■ DATA SUPPLIED ■

- - -

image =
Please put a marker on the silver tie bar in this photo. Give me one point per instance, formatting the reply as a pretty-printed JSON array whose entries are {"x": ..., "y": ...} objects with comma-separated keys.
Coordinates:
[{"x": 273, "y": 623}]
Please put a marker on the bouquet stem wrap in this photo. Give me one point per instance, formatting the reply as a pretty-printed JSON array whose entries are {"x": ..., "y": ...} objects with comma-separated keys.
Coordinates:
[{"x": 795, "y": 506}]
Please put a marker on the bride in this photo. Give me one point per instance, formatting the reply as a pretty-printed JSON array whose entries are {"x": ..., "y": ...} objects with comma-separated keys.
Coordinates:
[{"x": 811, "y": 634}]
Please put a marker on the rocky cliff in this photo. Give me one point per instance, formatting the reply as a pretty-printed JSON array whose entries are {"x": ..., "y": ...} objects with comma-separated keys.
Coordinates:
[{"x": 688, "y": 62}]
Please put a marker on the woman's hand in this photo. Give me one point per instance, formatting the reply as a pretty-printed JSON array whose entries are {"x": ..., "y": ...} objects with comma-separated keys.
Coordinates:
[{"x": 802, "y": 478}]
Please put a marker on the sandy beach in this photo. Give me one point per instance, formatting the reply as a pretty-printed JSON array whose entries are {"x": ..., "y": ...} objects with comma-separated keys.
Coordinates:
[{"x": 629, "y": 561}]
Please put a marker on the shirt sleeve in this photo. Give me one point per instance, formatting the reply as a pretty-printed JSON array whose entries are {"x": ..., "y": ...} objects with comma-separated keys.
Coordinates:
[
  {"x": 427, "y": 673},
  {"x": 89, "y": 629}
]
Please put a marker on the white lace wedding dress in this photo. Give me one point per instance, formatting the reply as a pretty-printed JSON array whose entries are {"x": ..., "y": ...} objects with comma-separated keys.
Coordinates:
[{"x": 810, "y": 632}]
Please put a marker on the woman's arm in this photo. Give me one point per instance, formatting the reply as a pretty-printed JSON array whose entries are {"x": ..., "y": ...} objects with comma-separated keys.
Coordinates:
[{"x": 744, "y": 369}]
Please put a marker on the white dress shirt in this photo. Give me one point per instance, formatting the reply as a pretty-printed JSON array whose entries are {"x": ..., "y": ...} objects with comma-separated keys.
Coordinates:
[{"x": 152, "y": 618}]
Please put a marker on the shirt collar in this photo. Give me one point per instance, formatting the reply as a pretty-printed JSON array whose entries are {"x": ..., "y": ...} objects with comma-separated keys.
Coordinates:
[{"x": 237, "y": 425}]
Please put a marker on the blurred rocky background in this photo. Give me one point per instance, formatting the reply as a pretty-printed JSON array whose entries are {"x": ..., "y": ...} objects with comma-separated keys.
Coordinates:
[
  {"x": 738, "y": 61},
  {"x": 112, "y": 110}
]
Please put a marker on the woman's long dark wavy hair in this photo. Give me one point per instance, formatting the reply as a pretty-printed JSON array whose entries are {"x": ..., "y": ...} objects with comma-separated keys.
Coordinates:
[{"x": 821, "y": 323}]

- - -

■ WHAT YOU SHOULD DO ■
Each line of the data must come back exactly as written.

■ RESULT BELOW ■
image =
Please put a marker on the silver tie bar in this photo. Give me one point per instance, formatting the reply as a pretty-printed JSON array whose entries are {"x": ..., "y": ...} objects with comma-separated keys.
Coordinates:
[{"x": 273, "y": 623}]
Please put a marker on the bouquet stem wrap in this photo. Give me one point per instance, formatting the reply as a pretty-printed JSON array whose entries are {"x": ..., "y": ...} objects with comma-separated keys.
Coordinates:
[{"x": 795, "y": 506}]
Please put a marker on the bride in this photo. Give me one point per instance, formatting the reply as a pretty-printed JSON array whose entries are {"x": ..., "y": ...} objects with comma-separated keys.
Coordinates:
[{"x": 811, "y": 634}]
Please put a marker on the rocky cliff in this photo. Give me one point per instance, formatting the reply as a pretty-printed JSON array whose entries are {"x": ..., "y": ...} objects with comma-separated keys.
Coordinates:
[{"x": 688, "y": 62}]
Please put a marker on the woman's hand in this photo. Give me one point per instance, formatting the reply as a pretty-printed JSON array whose entries are {"x": ..., "y": ...} objects with comma-separated keys.
Coordinates:
[{"x": 802, "y": 478}]
Please put a marker on the sandy beach in this photo. Give me one point per instance, formatting the reply as a pretty-printed JSON array whose entries are {"x": ..., "y": ...} objects with comma-separated keys.
Coordinates:
[{"x": 629, "y": 561}]
Please put a marker on the shirt sleeve in this photo. Give me one point per instance, formatting the reply as a pretty-printed JSON array whose entries are {"x": ..., "y": ...} objects with comma-separated keys.
Coordinates:
[
  {"x": 427, "y": 673},
  {"x": 89, "y": 629}
]
Please put a marker on the white lace wedding dress in this photo. Give me one point per instance, formatting the reply as a pretty-printed JSON array whose entries are {"x": ..., "y": ...} objects with comma-separated keys.
Coordinates:
[{"x": 810, "y": 632}]
Please put a marker on the woman's arm in this photo. Give me one point per instance, formatting the reply as a pretty-printed JSON array whose entries are {"x": ..., "y": ...} objects with comma-separated keys.
Coordinates:
[{"x": 744, "y": 369}]
Please put a marker on the white dress shirt in this photo. Give me one point per instance, formatting the reply as a pretty-printed JSON array whose entries are {"x": ..., "y": ...} objects with comma-separated keys.
Coordinates:
[{"x": 152, "y": 618}]
Please put a marker on the shirt collar in this photo. Give me one point per instance, formatting the reply as a pretty-printed JSON array whose entries are {"x": ..., "y": ...} objects with comma-separated keys.
Coordinates:
[{"x": 237, "y": 425}]
Please put a marker on the blurred rocky background in this photo. Give me one point per instance, formatting the reply as a pretty-printed JSON array whose entries are {"x": ..., "y": ...} objects with comma-separated keys.
Coordinates:
[
  {"x": 738, "y": 61},
  {"x": 112, "y": 110}
]
Please put a marker on the woman's long dark wavy hair in this photo. Give me one point per instance, formatting the reply as a pretty-printed JSON array whose entries are {"x": ..., "y": ...} objects with comma-separated keys.
Coordinates:
[{"x": 821, "y": 323}]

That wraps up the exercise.